[Source data]
○ ○ ○ ○ ○ ○ ○

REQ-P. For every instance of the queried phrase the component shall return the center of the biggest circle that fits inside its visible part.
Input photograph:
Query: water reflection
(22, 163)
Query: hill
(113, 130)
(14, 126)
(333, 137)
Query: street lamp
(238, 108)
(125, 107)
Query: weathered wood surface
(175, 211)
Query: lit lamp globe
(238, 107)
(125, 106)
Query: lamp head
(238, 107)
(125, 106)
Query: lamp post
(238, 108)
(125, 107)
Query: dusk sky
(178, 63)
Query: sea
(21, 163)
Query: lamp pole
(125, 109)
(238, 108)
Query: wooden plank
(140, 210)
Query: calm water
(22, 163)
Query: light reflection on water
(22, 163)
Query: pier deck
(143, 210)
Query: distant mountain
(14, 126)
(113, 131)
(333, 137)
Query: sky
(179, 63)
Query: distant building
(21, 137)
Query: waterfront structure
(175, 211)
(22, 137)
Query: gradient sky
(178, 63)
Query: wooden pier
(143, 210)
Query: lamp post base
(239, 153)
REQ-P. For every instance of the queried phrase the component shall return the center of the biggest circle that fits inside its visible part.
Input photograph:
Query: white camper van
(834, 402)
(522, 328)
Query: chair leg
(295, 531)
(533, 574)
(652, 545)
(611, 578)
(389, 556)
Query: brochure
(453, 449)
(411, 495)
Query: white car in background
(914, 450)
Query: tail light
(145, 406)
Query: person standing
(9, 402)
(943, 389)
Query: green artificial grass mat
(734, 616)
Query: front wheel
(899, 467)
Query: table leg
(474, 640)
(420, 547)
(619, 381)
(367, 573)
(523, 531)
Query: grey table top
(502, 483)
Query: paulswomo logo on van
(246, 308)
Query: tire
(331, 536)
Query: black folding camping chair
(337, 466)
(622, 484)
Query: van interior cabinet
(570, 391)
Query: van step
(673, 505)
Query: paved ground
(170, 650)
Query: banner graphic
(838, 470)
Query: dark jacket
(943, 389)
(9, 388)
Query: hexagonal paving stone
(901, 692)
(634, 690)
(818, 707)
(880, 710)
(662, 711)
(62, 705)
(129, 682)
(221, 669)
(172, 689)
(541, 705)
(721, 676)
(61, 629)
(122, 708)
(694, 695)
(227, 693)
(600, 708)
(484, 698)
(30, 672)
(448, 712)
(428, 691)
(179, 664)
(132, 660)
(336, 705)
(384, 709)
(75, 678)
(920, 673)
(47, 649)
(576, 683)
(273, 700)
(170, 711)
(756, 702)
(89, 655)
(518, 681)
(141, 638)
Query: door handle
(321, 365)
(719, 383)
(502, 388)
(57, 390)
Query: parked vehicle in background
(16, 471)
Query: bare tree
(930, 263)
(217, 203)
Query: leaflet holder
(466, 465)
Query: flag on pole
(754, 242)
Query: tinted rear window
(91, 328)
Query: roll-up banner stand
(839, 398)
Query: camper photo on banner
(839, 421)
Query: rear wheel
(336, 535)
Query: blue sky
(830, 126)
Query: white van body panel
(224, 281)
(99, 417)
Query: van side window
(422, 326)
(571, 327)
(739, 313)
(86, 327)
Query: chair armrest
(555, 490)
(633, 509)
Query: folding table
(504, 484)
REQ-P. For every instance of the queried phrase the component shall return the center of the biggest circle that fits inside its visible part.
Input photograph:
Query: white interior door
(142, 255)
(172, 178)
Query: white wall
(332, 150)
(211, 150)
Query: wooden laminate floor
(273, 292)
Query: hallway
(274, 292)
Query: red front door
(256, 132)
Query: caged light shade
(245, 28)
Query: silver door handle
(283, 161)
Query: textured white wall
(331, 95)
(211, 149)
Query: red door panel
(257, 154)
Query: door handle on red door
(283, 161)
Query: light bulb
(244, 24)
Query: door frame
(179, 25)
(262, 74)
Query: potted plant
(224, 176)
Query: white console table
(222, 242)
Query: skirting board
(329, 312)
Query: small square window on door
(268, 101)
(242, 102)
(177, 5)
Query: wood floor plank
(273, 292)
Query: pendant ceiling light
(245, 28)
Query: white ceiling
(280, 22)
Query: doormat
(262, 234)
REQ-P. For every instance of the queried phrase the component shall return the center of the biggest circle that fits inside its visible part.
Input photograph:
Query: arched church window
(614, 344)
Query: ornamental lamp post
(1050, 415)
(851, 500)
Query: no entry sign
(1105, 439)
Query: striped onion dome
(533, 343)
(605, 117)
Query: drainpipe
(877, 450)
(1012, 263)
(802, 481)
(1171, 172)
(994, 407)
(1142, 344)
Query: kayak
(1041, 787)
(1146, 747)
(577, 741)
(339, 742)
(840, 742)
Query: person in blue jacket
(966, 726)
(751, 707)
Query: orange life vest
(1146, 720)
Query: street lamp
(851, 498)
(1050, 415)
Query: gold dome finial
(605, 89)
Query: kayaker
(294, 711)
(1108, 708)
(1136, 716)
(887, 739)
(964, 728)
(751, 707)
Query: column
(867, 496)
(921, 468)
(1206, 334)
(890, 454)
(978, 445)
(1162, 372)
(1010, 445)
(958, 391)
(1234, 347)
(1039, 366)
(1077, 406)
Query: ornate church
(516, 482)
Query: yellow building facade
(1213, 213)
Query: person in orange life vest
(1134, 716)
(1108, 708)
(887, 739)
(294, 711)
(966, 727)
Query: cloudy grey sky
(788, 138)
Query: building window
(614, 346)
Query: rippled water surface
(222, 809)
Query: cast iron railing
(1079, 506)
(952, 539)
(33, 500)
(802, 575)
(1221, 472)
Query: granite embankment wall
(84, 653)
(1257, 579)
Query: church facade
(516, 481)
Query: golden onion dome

○ ○ ○ ○ ○ ○ ○

§ **Directions for this task**
Reproduce the listing above exactly from the line containing "Query: skirting board" through its last line, with both of those lines included.

§ **Result**
Query: skirting board
(329, 312)
Query: small square window on door
(268, 101)
(242, 102)
(177, 5)
Query: wood floor plank
(273, 292)
Query: pendant ceiling light
(245, 28)
Query: white ceiling
(280, 22)
Query: doormat
(262, 234)
REQ-P. For every instance of the queried phrase the component shall return the center of the biggest circle that fits inside its visible part.
Input photograph:
Query: arched church window
(614, 344)
Query: ornamental lamp post
(1050, 415)
(851, 500)
Query: no entry sign
(1105, 439)
Query: striped onion dome
(533, 343)
(605, 117)
Query: drainpipe
(877, 450)
(1012, 263)
(802, 481)
(1171, 172)
(994, 407)
(1142, 344)
Query: kayak
(1041, 787)
(1146, 747)
(577, 741)
(339, 742)
(840, 742)
Query: person in blue jacket
(966, 726)
(751, 707)
Query: orange life vest
(1146, 720)
Query: street lamp
(851, 498)
(1050, 415)
Query: gold dome finial
(605, 89)
Query: kayaker
(294, 711)
(1108, 708)
(1136, 716)
(887, 739)
(964, 728)
(751, 707)
Query: column
(867, 496)
(921, 468)
(1206, 334)
(890, 454)
(978, 445)
(1162, 372)
(1010, 445)
(958, 391)
(1234, 347)
(1039, 366)
(1077, 406)
Query: ornate church
(516, 482)
Query: yellow building facade
(1213, 213)
Query: person in orange life vest
(1134, 716)
(1108, 708)
(887, 739)
(294, 711)
(966, 727)
Query: cloudy grey sky
(788, 138)
Query: building window
(614, 346)
Query: rippled water surface
(222, 809)
Query: cast iron railing
(1079, 506)
(952, 539)
(33, 500)
(802, 575)
(1221, 472)
Query: granite embankment wall
(84, 653)
(1257, 579)
Query: church facade
(516, 481)
Query: golden onion dome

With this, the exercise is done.